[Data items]
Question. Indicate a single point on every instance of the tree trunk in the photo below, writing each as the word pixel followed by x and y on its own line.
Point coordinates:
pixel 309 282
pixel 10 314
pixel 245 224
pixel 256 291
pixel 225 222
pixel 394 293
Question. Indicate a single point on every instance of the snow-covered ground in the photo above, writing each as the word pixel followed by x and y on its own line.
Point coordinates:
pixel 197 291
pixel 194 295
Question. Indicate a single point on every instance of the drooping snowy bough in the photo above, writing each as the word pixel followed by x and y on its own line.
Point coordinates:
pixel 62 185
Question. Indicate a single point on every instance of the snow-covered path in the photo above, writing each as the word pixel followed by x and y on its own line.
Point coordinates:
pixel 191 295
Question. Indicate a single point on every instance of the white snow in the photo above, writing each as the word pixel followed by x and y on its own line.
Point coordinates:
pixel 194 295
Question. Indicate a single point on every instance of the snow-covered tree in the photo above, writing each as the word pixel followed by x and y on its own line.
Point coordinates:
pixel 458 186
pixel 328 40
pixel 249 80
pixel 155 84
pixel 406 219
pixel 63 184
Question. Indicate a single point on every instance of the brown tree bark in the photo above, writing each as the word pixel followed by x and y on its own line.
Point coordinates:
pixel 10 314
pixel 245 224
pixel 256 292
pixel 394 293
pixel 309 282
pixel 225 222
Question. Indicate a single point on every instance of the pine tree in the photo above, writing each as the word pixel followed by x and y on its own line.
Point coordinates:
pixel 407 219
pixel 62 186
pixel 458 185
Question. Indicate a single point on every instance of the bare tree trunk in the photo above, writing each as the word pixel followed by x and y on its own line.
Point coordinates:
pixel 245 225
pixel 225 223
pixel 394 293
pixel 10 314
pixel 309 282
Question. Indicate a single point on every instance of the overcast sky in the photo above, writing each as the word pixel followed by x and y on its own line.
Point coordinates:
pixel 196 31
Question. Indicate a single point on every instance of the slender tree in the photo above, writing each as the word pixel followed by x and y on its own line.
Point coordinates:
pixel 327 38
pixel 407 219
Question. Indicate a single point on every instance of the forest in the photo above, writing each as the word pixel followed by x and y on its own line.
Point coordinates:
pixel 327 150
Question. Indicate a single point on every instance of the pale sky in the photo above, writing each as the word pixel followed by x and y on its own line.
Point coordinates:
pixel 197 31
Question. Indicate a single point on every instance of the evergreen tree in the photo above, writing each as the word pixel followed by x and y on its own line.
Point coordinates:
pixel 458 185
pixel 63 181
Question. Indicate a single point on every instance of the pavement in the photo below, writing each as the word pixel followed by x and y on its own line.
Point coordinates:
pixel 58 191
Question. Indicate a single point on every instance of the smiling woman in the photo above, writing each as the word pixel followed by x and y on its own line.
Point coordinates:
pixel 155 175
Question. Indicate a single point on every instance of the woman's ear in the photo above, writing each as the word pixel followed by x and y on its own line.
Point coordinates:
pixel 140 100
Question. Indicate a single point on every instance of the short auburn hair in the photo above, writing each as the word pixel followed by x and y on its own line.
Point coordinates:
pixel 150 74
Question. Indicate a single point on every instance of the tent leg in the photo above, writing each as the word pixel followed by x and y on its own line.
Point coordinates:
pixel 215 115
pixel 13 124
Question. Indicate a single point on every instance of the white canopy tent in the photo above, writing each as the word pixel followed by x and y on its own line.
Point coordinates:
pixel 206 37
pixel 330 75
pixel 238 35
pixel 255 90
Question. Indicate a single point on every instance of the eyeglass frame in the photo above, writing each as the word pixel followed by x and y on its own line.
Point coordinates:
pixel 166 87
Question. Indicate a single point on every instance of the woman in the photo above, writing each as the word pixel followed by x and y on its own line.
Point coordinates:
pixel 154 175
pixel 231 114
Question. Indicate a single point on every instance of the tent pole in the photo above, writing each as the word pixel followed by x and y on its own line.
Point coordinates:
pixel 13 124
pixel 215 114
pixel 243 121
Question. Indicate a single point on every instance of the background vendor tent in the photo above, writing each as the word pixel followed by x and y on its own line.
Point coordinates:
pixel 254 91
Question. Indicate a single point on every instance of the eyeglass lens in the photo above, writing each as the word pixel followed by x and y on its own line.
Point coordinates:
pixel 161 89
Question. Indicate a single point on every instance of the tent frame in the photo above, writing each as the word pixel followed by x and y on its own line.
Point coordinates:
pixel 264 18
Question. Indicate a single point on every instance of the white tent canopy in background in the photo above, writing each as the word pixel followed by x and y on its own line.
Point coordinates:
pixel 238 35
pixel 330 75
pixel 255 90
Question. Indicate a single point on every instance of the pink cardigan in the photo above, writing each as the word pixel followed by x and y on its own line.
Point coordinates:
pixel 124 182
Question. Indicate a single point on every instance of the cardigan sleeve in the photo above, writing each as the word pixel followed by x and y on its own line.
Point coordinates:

How to complete this task: Reproduce word for word the lines of the records above, beginning at the first and ending with the line where "the snow-covered ground" appears, and nothing past it.

Output for this task:
Question. Indicate a single point on every instance of the tree trunk in the photo below, writing each as the word pixel followed by x and y on its own line.
Point coordinates:
pixel 309 282
pixel 10 314
pixel 245 224
pixel 256 291
pixel 225 222
pixel 394 293
Question. Indicate a single point on every instance of the snow-covered ground in the photo above, writing each as the word pixel followed by x and y on its own line.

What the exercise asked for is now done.